Passage to read
--------------------

May 14, 2020 - Firsts
Well. What an interesting Mother's Day we had. I can't recall the last time there was snow on Mother's Day, although just because I can't recall it doesn't mean that it hasn't happened before. What I believe may not have happened before is that there was snow combined with a pollen alert. These past few months have certainly been a time for firsts. First time doing curbside delivery from the library; first time closing the library for a pandemic; first time delivering programs virtually; and first time heading into a Summer Reading Program that looks like it will have a large (if not total) virtual component.
Previously in this column, I had mentioned some titles that might help one think about sheltering at home during this covid-19 time. My hold came up this past weekend on Albert Camus's The Plague. It is about the city of Oran being in an extended lock down. because of the bubonic plague Perhaps not the happiest of books to be reading, but it does give one some perspective. Camus's description of the inhabitants's response to the increasing death toll and rising restrictions on personal life resonates in our time. The outbreak of the plague in the book lasted for months and months. This took place in the 1940s and it's interesting that people keep meeting in groups, that cafes stayed open, and social distancing was unheard of at that time. The book ends on an optimistic note. Here are two quotes: "So all a man could win in the conflict between plague and life was knowledge and memories." and "What we learn in time of pestilence is that there are more things to admire in men than to despise." I'll leave you with that and encourage you to read the book if you get the chance or can find it in a stack of your old college books
Below are some new books -- not necessarily Nobel Prize literature caliber--. Enjoy!
Galileo: And the Science Deniers by Mario Livio. The leading astrophysicist and best-selling author of Brilliant Blunders presents a fresh interpretation of the life of the "father of modern physics" that offers new insights into Galileo's discoveries and the challenges he faced from religious opponents.
Officer Clemmons: A Memoir by Francois Clemmons. An intimate debut memoir by the Grammy Award-winning artist who famously played "Officer Clemmons" on Mister Rogers' Neighborhood traces his Oberlin College music studies, his embrace of his sexual orientation and his life-changing chance encounter with Fred Rogers.

--------------------

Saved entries

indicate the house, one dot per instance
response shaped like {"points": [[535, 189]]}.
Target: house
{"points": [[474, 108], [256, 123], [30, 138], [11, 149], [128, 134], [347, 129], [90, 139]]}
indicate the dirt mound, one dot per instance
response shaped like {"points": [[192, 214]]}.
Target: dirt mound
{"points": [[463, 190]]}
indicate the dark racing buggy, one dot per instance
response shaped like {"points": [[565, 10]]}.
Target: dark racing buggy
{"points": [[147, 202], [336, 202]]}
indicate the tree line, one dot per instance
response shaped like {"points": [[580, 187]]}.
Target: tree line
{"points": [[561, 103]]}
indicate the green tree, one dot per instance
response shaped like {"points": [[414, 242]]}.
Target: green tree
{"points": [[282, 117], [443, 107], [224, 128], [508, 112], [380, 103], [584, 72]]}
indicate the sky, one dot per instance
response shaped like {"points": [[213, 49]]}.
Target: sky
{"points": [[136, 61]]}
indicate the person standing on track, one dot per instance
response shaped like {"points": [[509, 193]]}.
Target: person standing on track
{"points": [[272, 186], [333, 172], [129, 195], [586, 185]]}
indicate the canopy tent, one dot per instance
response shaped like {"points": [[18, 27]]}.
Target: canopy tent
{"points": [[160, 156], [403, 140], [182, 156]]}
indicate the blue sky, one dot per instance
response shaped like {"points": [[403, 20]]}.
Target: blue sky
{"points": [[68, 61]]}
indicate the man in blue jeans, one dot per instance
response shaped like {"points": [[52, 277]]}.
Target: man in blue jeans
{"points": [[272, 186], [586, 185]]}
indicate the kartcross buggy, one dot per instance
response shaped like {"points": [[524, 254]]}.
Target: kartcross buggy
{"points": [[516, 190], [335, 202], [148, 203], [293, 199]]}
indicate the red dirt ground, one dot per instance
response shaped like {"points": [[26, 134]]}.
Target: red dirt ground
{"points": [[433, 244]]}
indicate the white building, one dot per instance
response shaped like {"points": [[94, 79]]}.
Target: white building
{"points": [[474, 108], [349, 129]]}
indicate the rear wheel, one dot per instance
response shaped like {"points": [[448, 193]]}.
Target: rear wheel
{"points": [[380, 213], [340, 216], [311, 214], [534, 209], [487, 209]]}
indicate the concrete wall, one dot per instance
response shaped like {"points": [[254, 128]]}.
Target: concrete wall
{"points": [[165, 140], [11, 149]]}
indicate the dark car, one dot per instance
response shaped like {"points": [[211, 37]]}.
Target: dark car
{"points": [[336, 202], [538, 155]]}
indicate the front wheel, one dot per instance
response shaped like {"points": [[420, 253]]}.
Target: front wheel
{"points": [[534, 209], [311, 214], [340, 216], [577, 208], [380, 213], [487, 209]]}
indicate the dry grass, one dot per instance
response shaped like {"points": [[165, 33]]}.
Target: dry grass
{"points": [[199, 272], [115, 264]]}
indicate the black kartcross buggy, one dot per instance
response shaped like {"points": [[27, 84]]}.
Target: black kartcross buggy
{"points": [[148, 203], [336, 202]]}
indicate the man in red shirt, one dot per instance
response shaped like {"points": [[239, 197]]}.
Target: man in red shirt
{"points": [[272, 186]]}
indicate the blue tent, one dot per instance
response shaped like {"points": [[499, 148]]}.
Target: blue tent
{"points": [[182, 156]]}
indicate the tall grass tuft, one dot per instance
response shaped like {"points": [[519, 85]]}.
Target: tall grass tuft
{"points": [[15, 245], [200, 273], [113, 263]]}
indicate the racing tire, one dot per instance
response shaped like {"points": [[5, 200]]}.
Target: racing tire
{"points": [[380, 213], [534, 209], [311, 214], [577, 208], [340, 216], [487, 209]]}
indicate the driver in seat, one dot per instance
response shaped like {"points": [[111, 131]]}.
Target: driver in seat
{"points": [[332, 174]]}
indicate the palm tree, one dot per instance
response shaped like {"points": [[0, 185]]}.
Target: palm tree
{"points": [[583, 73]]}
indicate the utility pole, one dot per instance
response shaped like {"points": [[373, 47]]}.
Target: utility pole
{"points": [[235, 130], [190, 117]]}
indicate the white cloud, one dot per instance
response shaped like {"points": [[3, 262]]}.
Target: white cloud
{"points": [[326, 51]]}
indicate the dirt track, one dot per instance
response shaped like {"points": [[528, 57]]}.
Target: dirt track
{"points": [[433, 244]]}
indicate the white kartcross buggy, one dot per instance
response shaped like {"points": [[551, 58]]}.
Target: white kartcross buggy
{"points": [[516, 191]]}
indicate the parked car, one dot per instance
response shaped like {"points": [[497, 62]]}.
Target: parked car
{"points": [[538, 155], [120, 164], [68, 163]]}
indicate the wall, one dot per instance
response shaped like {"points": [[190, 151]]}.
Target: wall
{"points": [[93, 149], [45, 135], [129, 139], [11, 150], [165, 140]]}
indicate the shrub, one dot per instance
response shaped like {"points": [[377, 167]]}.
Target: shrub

--------------------

What the task asks
Repeat the passage of the library column between "Galileo: And the" and "from religious opponents.", inclusive, word for word.

Reply to the exercise
Galileo: And the Science Deniers by Mario Livio. The leading astrophysicist and best-selling author of Brilliant Blunders presents a fresh interpretation of the life of the "father of modern physics" that offers new insights into Galileo's discoveries and the challenges he faced from religious opponents.